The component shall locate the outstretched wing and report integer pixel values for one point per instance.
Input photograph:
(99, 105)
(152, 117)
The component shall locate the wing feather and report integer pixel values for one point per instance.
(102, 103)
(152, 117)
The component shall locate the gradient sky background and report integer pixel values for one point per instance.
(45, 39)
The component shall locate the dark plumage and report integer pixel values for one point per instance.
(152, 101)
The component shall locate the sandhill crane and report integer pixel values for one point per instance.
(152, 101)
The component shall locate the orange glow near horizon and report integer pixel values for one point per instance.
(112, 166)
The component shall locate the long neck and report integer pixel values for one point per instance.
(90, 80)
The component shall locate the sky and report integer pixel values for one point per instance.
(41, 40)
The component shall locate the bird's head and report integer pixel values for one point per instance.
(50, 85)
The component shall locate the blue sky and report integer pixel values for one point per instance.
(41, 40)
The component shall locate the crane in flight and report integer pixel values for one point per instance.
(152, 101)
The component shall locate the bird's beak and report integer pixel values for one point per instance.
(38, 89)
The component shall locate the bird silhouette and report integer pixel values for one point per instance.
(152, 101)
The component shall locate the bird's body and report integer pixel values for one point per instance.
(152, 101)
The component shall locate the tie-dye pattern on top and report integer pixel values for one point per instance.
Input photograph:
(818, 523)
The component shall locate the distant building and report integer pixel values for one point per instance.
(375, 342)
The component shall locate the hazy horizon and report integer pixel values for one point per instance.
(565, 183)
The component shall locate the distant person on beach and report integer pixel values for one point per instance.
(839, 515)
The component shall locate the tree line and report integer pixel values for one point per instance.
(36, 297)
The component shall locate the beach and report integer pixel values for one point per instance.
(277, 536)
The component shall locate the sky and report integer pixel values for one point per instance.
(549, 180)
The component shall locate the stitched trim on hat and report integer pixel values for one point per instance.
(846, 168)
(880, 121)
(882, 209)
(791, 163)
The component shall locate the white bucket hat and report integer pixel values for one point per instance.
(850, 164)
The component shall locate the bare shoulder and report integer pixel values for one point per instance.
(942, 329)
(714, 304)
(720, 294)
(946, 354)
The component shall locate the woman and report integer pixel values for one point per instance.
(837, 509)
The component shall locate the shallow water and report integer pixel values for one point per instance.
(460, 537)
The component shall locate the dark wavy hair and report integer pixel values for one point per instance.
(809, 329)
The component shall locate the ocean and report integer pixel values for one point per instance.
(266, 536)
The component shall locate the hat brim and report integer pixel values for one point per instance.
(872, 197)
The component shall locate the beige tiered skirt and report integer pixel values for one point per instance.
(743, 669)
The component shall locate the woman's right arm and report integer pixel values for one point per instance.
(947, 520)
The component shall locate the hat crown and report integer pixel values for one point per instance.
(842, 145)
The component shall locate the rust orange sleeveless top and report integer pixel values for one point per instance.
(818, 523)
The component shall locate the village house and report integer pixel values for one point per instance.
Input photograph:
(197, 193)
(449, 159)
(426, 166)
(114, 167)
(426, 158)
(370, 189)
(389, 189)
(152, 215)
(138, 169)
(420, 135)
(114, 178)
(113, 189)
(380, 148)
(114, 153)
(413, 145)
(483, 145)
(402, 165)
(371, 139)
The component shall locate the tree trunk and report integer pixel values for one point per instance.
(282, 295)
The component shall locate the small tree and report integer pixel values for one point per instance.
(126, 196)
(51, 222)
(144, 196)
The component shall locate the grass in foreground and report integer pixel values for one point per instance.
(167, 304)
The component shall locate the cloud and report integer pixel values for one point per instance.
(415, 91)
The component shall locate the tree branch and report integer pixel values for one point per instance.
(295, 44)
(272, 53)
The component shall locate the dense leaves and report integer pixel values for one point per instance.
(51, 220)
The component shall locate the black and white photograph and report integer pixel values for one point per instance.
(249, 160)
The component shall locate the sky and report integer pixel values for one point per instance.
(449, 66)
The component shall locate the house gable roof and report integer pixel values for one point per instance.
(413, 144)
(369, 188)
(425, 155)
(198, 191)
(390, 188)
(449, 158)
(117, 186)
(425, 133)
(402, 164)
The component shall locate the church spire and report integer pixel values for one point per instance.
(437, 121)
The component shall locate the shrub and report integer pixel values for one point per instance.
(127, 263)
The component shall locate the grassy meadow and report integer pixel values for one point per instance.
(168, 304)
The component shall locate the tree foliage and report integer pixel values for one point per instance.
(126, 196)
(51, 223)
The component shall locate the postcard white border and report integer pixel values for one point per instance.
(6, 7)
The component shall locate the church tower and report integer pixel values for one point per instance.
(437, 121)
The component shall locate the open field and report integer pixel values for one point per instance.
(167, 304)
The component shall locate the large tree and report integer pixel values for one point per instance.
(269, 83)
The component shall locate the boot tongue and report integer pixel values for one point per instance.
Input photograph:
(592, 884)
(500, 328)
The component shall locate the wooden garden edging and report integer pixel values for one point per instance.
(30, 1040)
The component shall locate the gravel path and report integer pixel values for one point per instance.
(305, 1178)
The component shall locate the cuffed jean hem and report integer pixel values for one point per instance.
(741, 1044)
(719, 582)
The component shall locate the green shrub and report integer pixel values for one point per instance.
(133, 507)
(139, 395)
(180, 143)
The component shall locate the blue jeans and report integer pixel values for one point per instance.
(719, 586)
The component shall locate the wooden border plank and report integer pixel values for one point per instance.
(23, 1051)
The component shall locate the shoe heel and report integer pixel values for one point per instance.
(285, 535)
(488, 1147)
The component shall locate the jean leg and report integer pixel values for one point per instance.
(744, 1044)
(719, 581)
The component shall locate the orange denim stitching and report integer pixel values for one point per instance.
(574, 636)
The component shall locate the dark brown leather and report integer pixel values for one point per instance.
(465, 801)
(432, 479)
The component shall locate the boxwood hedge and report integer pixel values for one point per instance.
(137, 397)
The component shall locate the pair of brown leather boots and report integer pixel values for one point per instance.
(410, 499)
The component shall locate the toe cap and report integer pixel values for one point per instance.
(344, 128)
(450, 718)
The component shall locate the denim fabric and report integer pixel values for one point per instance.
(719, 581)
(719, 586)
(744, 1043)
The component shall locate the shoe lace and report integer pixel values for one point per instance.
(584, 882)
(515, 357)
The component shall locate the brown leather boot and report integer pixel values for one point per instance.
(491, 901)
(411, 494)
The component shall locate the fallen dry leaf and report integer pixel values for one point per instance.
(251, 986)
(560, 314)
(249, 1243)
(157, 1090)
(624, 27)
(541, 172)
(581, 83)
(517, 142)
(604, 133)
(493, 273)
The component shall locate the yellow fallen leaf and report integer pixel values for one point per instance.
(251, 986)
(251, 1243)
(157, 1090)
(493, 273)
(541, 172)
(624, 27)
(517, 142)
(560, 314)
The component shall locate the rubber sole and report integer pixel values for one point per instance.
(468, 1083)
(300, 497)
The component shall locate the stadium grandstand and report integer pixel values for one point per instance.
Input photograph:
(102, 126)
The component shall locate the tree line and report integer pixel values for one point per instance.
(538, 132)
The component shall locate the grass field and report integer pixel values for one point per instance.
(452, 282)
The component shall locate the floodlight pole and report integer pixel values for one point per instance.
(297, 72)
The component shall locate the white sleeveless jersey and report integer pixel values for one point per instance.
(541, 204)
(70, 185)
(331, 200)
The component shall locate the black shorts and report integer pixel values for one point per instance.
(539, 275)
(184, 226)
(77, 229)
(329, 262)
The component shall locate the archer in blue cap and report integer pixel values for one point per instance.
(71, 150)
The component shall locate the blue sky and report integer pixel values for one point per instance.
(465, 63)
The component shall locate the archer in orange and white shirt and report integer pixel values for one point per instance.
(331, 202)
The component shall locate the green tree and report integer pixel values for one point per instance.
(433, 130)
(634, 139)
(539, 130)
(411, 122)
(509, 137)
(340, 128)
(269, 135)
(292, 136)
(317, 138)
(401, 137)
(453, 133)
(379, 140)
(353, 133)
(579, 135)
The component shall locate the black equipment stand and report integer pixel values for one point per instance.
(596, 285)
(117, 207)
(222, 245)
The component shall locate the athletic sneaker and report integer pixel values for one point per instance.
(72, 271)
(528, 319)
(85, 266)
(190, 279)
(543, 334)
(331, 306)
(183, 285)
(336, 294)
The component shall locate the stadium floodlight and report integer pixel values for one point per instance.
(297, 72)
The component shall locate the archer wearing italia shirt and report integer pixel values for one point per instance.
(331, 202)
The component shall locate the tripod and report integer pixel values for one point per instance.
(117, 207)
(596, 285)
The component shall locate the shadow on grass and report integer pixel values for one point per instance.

--- --- ---

◆ AIM ◆
Retype exactly, please, each line from the line that contains "The component shall locate the rubber" through the last line of the entries above, with nothing added.

◆ PROBLEM SOLUTION ◆
The component shall locate the rubber sole and report integer pixel values for one point per instance.
(468, 1083)
(300, 497)
The component shall locate the stadium grandstand and report integer pixel values for one point per instance.
Input photograph:
(102, 126)
The component shall locate the tree line and report integer pixel values for one point per instance.
(538, 132)
The component shall locate the grass field and report integer pixel values for one point per instance.
(452, 282)
The component shall locate the floodlight pole and report integer pixel values for one point per instance.
(297, 72)
The component shall locate the white sleeveless jersey and report integer pixel values for one point per instance.
(541, 204)
(70, 185)
(331, 200)
The component shall locate the black shorts and report integer pixel values for one point per instance.
(539, 275)
(184, 226)
(77, 229)
(329, 262)
The component shall locate the archer in blue cap and report integer pixel values for one point per instance.
(71, 150)
The component shall locate the blue sky and report integer pixel values for one point per instance.
(465, 63)
The component shall locate the archer in orange and white shirt and report integer pixel values for one point per instance.
(331, 202)
The component shall locate the green tree and report integer pixel values for one point per instance.
(433, 130)
(634, 139)
(539, 130)
(411, 122)
(509, 137)
(340, 128)
(269, 135)
(292, 136)
(317, 138)
(401, 137)
(453, 133)
(379, 140)
(353, 133)
(579, 135)
The component shall locate the black equipment stand and report integer pixel values for one point per instance.
(596, 285)
(117, 207)
(222, 245)
The component shall locate the athletic sneaker and report integer pixel values for one point per instance.
(72, 271)
(528, 319)
(85, 266)
(190, 279)
(543, 334)
(331, 306)
(183, 285)
(336, 294)
The component shall locate the stadium floodlight and report integer pixel values for one point per instance.
(297, 72)
The component shall locate the archer wearing italia shirt and report integer pixel values for one point per instance.
(331, 202)
The component shall locate the tripod and report integer pixel values for one point per instance.
(117, 207)
(596, 285)
The component shall locate the shadow on grass and report integer pixel values for one point per instance.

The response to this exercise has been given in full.